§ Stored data
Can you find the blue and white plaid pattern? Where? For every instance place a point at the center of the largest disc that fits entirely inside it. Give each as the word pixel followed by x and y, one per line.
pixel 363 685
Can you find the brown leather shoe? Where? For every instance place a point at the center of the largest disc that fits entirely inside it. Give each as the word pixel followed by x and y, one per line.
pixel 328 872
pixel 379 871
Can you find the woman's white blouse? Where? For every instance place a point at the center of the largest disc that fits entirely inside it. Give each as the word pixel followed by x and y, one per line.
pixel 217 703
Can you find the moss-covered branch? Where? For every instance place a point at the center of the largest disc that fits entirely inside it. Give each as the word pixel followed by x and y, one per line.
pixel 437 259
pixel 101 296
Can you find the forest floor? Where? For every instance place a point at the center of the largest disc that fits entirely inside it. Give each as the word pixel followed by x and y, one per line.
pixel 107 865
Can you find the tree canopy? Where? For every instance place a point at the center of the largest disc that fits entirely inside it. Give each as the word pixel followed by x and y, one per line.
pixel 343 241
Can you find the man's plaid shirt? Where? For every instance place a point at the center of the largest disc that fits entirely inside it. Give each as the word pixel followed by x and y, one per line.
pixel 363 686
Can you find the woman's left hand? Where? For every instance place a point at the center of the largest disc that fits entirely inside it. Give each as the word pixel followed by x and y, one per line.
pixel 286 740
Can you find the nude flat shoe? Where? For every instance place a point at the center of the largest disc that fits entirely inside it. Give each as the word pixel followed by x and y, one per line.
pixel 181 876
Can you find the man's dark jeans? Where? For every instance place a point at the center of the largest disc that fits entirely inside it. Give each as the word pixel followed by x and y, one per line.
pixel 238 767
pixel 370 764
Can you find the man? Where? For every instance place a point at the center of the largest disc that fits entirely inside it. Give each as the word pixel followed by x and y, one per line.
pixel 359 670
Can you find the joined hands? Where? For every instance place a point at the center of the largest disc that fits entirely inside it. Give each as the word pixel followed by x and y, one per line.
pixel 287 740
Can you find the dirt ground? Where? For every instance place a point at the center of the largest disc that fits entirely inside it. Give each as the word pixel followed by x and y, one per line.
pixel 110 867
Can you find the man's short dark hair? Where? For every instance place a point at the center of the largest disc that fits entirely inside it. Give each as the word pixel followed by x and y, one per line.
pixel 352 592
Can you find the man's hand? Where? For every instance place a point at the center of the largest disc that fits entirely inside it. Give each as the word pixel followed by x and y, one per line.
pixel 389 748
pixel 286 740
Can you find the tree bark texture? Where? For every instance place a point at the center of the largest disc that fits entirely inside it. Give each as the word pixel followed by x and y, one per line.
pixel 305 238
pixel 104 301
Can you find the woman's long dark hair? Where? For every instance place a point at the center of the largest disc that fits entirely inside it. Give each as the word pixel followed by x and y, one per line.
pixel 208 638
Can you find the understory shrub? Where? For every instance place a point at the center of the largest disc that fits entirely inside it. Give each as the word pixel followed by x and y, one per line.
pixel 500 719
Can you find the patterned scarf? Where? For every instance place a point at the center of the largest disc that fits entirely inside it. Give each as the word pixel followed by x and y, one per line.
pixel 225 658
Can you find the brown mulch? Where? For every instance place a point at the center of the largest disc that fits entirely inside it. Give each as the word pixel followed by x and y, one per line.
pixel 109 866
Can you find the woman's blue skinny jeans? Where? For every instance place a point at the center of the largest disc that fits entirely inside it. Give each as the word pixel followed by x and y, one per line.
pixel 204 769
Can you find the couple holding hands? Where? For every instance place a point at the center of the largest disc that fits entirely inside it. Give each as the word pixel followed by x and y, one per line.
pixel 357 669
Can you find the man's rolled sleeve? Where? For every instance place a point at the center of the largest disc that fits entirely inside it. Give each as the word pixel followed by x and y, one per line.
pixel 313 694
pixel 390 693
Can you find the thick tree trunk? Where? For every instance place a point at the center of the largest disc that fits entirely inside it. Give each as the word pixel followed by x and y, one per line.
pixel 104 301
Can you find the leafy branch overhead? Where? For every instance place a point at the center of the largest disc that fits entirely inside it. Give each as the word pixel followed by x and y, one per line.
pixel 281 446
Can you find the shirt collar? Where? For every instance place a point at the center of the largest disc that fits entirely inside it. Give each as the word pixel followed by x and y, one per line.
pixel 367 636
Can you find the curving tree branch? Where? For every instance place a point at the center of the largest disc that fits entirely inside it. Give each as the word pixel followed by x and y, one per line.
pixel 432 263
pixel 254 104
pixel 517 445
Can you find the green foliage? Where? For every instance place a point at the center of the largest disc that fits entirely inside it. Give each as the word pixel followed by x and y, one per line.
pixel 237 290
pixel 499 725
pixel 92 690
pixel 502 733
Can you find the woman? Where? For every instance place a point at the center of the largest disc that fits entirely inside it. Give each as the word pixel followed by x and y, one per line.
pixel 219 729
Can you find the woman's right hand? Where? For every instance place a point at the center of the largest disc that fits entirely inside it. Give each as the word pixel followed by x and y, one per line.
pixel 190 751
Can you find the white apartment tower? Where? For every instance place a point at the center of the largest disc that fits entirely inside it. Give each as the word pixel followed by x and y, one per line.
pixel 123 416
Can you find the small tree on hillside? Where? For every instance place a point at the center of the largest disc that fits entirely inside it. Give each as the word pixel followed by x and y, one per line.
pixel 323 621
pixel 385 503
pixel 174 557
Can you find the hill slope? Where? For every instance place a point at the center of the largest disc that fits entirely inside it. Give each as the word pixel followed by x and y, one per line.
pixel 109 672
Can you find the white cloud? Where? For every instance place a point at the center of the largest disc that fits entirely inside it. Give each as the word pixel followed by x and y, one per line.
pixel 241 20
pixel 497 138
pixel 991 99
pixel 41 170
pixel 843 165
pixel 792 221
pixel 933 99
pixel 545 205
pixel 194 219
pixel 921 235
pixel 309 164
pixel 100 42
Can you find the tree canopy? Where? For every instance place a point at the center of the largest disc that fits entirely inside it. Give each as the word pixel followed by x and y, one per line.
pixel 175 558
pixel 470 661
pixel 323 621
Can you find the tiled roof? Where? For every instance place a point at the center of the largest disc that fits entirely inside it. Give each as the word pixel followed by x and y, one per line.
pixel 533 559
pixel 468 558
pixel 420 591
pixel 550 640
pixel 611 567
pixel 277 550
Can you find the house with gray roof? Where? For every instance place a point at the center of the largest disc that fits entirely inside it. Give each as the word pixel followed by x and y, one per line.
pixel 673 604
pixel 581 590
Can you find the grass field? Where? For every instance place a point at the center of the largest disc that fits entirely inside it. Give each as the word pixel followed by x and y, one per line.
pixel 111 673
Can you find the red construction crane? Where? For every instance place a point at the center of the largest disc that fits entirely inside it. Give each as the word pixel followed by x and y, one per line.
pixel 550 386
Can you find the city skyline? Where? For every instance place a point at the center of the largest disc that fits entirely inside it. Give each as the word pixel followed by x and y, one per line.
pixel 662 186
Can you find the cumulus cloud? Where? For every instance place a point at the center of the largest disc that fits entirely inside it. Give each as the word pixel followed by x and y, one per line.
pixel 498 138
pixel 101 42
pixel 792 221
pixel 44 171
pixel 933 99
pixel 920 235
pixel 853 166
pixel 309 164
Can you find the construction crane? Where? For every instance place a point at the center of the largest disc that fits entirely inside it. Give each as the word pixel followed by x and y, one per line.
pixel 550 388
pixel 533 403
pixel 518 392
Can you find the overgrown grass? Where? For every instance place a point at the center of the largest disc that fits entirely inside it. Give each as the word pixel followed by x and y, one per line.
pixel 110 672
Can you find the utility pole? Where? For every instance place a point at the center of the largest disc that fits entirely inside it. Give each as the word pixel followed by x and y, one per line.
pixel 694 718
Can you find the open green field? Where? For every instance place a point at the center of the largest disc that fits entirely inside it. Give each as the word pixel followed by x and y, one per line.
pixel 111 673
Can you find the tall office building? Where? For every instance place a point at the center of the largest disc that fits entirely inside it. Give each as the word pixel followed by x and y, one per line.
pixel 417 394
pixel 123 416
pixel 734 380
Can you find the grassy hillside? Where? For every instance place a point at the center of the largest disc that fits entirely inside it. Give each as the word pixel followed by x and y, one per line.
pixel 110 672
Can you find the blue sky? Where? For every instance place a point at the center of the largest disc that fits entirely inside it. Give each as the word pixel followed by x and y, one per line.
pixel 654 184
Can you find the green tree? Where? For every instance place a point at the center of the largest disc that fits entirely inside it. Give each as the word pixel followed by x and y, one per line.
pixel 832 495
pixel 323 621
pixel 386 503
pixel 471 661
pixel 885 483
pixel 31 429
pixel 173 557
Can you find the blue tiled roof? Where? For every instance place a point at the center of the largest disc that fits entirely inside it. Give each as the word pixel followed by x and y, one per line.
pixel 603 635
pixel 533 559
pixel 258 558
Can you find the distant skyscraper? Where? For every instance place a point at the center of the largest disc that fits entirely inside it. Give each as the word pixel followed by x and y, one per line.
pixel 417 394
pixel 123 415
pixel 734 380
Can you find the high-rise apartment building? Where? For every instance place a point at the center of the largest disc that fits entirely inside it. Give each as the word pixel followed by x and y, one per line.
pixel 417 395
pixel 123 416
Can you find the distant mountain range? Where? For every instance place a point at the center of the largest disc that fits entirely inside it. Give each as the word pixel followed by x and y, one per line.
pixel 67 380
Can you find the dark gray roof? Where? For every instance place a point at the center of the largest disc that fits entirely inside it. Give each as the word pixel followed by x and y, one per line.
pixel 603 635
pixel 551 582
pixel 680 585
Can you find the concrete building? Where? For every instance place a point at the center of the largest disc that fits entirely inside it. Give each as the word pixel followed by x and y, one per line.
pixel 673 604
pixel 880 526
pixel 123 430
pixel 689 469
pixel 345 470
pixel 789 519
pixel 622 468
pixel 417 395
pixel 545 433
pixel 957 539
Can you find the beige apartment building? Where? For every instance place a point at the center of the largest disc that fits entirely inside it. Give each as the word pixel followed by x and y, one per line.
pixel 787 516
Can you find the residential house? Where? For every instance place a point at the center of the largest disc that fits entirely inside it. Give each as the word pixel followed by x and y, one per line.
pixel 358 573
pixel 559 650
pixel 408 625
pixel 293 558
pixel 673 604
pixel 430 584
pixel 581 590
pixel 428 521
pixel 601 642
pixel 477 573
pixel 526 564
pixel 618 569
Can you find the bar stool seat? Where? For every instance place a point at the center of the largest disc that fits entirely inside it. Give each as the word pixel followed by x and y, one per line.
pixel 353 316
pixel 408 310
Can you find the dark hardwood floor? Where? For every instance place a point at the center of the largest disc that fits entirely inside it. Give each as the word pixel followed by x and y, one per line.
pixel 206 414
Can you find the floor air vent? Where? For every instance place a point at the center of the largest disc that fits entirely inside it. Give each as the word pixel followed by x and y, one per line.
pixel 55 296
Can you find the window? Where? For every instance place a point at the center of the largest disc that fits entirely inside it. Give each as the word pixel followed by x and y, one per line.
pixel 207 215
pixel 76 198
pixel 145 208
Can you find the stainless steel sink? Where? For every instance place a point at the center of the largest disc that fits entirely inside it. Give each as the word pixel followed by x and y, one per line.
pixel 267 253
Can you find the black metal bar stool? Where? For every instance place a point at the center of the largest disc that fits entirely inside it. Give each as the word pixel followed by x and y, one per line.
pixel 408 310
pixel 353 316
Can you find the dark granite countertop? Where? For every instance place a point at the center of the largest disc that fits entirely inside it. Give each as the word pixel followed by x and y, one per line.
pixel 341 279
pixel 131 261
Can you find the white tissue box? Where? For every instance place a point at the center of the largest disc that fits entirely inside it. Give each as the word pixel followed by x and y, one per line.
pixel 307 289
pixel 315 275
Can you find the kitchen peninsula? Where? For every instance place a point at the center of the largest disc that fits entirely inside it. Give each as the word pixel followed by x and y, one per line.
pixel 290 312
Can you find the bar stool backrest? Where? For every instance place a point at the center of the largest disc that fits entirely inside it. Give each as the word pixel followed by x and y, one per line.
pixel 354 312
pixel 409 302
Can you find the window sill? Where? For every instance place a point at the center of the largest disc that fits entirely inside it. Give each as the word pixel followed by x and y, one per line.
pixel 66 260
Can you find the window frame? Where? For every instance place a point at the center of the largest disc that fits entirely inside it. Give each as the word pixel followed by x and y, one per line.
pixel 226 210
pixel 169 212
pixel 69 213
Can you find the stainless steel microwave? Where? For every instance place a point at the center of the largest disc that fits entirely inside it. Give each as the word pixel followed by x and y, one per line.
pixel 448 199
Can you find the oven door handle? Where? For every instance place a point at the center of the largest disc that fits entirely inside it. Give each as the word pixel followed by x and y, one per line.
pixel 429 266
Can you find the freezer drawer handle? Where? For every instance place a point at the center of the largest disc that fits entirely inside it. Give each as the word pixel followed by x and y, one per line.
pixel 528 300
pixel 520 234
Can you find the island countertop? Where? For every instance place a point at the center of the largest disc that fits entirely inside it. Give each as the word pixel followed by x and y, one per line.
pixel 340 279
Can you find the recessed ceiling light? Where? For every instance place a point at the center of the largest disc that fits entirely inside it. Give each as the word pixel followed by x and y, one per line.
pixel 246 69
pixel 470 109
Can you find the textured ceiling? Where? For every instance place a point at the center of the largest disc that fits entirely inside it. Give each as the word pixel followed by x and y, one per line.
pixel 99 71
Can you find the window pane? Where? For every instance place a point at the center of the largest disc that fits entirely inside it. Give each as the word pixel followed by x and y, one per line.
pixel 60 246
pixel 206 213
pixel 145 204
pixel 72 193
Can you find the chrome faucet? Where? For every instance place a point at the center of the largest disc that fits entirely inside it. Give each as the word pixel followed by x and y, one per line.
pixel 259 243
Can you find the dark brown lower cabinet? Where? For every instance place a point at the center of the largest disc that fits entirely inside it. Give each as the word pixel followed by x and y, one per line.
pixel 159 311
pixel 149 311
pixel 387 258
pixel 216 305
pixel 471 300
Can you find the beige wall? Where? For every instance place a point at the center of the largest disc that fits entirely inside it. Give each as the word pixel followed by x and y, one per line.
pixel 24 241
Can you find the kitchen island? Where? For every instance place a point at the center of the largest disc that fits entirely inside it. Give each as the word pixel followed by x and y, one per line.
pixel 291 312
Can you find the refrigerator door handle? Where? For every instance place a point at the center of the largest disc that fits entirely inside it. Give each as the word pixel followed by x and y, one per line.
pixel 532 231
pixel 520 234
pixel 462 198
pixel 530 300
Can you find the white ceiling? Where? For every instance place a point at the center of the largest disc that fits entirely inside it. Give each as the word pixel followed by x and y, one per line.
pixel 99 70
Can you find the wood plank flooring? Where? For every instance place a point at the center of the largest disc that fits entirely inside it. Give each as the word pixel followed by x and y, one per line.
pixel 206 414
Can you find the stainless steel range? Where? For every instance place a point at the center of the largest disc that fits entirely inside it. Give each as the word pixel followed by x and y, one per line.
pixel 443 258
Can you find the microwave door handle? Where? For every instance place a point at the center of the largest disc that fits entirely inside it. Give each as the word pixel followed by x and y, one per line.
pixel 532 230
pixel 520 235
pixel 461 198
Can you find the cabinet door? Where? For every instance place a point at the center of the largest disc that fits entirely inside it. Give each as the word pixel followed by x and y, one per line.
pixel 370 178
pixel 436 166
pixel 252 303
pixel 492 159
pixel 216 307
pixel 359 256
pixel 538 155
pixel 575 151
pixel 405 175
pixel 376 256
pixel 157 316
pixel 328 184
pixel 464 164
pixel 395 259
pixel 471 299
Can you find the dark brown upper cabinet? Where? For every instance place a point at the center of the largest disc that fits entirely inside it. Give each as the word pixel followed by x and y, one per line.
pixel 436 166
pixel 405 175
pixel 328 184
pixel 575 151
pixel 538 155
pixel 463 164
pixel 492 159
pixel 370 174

§ PROBLEM DESCRIPTION
Reproduce verbatim every line of the listing from the line containing "Can you find the window?" down to the line containing "pixel 66 260", with both of those lines included.

§ THE RESPONSE
Can you find the window? Where? For every instance place a point at the center of the largest disc that fits entirely inside it. Give each as the word pixel followed by x and y, one per line.
pixel 207 215
pixel 76 198
pixel 145 208
Can you find the stainless steel sink? Where? For every instance place a point at the center of the largest disc that fits entirely inside it. Give each as the word pixel followed by x and y, one per line.
pixel 267 253
Can you find the black metal bar stool? Where? For every instance place a point at the center of the largest disc that fits entirely inside it. Give each as the word pixel followed by x and y, one per line.
pixel 408 310
pixel 353 316
Can you find the dark granite countertop? Where? For every instance place a point at the center of the largest disc that fits entirely inside it. Give each as the word pixel followed by x and y, one per line.
pixel 341 279
pixel 131 261
Can you find the white tissue box? Where? For every instance place a point at the center of the largest disc that fits entirely inside it. Give each as the word pixel followed by x and y, one per line.
pixel 307 289
pixel 315 275
Can you find the kitchen peninsula? Where? For every instance place a point at the center of the largest disc that fits entirely inside it. Give each as the word pixel followed by x and y, one per line.
pixel 290 312
Can you find the bar stool backrest? Where? For every instance place a point at the center of the largest disc that fits entirely inside it. Give each as the word pixel followed by x and y, one per line.
pixel 354 312
pixel 409 302
Can you find the window sill? Where? For every instance place a point at the center of the largest disc that fits entirely inside it. Give each as the word pixel followed by x and y, one per line.
pixel 66 260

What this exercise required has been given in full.